● **To be done**
Return the rows below exactly as they stand, starting at the line that contains "Target = person behind counter" and ending at the line that contains "x=440 y=228", both included. Return only those lines.

● **Dataset records**
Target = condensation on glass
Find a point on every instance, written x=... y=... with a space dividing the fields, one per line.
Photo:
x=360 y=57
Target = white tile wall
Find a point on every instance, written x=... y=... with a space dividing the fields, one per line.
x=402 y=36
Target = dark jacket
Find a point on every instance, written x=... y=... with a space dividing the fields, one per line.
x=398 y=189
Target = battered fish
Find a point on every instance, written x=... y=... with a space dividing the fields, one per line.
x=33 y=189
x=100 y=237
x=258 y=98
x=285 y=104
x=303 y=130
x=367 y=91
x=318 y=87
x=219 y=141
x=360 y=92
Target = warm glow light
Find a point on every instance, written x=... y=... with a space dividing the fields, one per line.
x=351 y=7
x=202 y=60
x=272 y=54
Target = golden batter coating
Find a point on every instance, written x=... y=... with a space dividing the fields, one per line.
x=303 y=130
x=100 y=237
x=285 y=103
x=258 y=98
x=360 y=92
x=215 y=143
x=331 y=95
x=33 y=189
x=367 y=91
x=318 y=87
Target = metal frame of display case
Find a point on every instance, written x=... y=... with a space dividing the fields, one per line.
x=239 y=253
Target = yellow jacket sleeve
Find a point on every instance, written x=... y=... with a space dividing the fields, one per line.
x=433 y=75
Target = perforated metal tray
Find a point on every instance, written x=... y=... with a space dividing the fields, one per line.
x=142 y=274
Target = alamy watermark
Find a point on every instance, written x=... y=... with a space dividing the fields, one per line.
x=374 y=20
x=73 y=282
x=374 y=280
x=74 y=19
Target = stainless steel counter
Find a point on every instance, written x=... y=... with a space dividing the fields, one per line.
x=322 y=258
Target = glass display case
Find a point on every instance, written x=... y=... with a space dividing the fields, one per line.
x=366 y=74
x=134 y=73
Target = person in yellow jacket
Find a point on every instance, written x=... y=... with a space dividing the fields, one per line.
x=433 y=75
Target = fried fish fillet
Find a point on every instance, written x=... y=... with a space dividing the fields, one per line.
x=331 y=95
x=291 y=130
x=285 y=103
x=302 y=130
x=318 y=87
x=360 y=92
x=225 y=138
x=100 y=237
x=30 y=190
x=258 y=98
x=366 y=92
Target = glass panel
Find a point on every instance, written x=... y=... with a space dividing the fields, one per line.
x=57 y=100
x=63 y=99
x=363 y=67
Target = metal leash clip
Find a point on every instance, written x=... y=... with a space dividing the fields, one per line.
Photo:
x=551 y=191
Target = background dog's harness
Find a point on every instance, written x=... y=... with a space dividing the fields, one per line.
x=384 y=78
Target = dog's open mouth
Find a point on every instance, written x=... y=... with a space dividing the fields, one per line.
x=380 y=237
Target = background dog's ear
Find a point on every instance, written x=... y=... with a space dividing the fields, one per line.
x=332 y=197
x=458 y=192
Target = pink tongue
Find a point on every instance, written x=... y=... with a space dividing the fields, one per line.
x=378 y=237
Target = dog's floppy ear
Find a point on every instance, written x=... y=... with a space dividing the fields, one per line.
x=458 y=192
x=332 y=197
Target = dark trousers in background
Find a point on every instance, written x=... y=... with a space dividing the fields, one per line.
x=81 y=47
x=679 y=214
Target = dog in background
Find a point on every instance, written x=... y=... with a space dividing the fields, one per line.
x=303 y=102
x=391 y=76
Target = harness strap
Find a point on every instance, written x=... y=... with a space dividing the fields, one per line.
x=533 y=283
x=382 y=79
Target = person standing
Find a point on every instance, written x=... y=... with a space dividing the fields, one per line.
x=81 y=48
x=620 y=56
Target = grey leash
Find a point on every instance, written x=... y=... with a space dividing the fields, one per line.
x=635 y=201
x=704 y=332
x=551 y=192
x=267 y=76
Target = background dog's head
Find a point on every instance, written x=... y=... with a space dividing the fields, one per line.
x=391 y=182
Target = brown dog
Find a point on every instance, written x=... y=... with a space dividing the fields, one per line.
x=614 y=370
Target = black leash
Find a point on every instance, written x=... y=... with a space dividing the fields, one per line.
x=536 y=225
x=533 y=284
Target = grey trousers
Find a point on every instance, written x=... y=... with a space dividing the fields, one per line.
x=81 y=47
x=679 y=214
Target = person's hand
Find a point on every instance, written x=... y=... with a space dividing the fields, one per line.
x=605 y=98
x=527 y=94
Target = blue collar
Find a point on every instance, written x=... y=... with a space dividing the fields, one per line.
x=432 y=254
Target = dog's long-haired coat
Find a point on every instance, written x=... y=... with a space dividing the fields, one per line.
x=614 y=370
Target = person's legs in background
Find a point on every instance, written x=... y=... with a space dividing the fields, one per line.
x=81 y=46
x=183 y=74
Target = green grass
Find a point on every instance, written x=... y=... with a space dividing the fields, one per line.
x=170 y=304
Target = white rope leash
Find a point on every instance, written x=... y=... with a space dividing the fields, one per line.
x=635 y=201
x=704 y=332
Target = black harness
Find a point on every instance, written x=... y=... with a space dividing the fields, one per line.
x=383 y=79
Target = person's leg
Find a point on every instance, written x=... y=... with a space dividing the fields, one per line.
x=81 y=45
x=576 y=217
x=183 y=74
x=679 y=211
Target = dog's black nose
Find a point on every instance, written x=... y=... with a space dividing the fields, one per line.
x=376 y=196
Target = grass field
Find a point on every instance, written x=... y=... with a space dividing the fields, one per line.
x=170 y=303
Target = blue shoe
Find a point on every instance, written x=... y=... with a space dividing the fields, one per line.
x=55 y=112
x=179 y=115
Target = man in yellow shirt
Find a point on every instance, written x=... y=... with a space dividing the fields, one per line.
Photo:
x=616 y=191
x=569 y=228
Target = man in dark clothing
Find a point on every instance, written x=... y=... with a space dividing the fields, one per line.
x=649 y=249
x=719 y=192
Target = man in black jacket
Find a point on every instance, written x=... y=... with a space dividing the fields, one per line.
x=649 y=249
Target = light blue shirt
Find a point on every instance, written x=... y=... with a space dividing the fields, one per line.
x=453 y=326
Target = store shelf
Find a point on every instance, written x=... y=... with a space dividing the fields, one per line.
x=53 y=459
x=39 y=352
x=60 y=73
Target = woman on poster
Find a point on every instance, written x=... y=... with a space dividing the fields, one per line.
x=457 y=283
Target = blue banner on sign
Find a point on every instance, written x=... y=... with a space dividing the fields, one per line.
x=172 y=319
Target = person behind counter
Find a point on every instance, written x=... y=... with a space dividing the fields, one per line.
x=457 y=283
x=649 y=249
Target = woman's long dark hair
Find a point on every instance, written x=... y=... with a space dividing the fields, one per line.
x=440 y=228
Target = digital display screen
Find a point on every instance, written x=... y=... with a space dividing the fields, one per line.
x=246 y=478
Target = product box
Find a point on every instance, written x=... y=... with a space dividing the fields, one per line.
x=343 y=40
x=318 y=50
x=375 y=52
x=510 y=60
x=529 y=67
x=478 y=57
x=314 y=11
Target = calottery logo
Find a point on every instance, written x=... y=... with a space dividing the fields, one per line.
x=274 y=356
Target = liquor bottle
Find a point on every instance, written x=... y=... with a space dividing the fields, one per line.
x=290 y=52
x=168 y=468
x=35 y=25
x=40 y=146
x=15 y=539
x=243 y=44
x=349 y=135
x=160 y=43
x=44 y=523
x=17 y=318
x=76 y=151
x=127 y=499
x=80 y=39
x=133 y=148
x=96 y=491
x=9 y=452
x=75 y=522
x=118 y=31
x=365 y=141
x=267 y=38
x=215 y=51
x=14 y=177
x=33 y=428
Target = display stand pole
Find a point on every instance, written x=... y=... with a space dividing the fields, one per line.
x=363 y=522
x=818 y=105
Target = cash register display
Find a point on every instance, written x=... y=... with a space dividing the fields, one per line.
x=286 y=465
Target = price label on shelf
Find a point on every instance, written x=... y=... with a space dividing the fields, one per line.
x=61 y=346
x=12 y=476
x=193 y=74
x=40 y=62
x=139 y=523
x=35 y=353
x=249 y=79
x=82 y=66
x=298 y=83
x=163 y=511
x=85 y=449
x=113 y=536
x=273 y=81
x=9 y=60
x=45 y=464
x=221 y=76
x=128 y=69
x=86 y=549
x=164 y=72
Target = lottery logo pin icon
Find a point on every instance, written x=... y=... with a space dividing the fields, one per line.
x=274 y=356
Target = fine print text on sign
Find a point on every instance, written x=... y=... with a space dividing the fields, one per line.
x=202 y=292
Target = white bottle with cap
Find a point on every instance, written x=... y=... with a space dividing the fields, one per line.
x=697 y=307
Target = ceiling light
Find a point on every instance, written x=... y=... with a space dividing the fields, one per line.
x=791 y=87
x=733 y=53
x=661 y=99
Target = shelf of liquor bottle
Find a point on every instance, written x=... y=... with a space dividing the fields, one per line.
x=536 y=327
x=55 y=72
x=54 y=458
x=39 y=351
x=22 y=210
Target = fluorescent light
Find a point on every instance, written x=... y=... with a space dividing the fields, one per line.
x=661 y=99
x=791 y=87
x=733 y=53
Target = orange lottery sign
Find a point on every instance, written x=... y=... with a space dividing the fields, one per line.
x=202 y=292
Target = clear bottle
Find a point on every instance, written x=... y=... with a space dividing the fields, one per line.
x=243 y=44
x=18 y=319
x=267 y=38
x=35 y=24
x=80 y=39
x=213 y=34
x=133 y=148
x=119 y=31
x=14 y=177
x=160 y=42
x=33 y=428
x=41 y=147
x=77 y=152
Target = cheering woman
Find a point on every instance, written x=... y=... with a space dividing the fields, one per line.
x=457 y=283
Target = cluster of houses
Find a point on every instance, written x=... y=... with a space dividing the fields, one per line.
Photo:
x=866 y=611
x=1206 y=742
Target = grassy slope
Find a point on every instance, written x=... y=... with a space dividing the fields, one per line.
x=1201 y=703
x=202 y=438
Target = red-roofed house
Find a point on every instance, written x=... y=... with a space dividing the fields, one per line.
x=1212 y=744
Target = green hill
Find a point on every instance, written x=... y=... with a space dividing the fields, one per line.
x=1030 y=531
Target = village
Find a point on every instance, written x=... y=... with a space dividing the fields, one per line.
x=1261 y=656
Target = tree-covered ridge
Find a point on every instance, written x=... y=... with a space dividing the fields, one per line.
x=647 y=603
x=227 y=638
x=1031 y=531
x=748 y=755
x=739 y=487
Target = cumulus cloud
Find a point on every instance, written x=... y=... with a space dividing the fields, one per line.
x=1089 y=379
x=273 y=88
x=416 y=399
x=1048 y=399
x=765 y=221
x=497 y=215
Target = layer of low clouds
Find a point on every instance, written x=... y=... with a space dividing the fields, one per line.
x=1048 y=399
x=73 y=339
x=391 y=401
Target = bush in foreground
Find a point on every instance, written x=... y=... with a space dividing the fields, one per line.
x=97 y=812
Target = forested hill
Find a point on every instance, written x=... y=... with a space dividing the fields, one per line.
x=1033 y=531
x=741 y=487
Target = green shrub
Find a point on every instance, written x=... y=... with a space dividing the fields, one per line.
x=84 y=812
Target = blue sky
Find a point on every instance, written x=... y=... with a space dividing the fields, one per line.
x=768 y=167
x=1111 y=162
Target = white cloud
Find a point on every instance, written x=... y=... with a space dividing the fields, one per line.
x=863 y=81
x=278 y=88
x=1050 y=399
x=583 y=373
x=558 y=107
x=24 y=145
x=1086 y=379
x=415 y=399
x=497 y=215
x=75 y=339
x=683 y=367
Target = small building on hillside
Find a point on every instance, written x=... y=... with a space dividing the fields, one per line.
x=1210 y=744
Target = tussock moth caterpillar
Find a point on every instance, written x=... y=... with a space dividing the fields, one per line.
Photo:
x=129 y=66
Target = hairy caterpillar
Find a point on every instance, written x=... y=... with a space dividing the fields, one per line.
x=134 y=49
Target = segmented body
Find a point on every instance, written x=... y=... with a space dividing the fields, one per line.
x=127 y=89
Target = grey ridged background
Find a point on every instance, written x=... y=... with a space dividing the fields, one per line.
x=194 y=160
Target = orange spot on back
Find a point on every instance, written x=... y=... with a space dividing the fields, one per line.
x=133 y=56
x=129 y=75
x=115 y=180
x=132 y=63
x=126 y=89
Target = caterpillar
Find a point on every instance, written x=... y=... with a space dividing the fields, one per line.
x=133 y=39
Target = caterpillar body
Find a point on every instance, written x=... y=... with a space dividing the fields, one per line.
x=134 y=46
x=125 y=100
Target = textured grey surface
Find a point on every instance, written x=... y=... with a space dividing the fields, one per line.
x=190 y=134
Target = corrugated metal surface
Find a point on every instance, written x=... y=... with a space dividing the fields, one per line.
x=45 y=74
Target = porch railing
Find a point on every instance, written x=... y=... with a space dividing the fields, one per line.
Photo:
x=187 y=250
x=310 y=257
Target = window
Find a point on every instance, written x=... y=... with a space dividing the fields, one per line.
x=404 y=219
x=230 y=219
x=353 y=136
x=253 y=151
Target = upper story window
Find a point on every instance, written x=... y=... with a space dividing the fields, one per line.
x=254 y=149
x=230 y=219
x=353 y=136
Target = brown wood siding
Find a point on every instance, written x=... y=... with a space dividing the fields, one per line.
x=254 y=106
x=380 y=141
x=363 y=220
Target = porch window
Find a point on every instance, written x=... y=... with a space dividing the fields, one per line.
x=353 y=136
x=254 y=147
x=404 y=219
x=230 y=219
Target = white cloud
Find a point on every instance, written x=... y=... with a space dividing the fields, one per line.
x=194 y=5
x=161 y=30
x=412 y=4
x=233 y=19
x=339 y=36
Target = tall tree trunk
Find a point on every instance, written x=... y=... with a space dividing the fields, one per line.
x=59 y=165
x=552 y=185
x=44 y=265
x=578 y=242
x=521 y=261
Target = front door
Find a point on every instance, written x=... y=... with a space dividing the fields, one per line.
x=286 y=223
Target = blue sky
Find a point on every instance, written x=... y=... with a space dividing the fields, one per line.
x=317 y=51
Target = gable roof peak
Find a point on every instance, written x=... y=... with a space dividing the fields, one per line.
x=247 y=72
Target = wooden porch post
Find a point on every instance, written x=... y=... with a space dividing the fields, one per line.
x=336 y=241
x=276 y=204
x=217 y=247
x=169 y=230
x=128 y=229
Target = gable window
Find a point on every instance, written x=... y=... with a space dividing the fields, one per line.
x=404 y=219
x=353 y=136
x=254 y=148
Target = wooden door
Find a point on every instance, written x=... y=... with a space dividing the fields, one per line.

● **Answer below**
Target = person behind counter
Find a point on every instance, written x=... y=... with a space dividing the fields, one per line.
x=457 y=283
x=649 y=249
Target = woman's long dark hair
Find a point on every instance, written x=... y=... with a space dividing the fields, one per line.
x=440 y=228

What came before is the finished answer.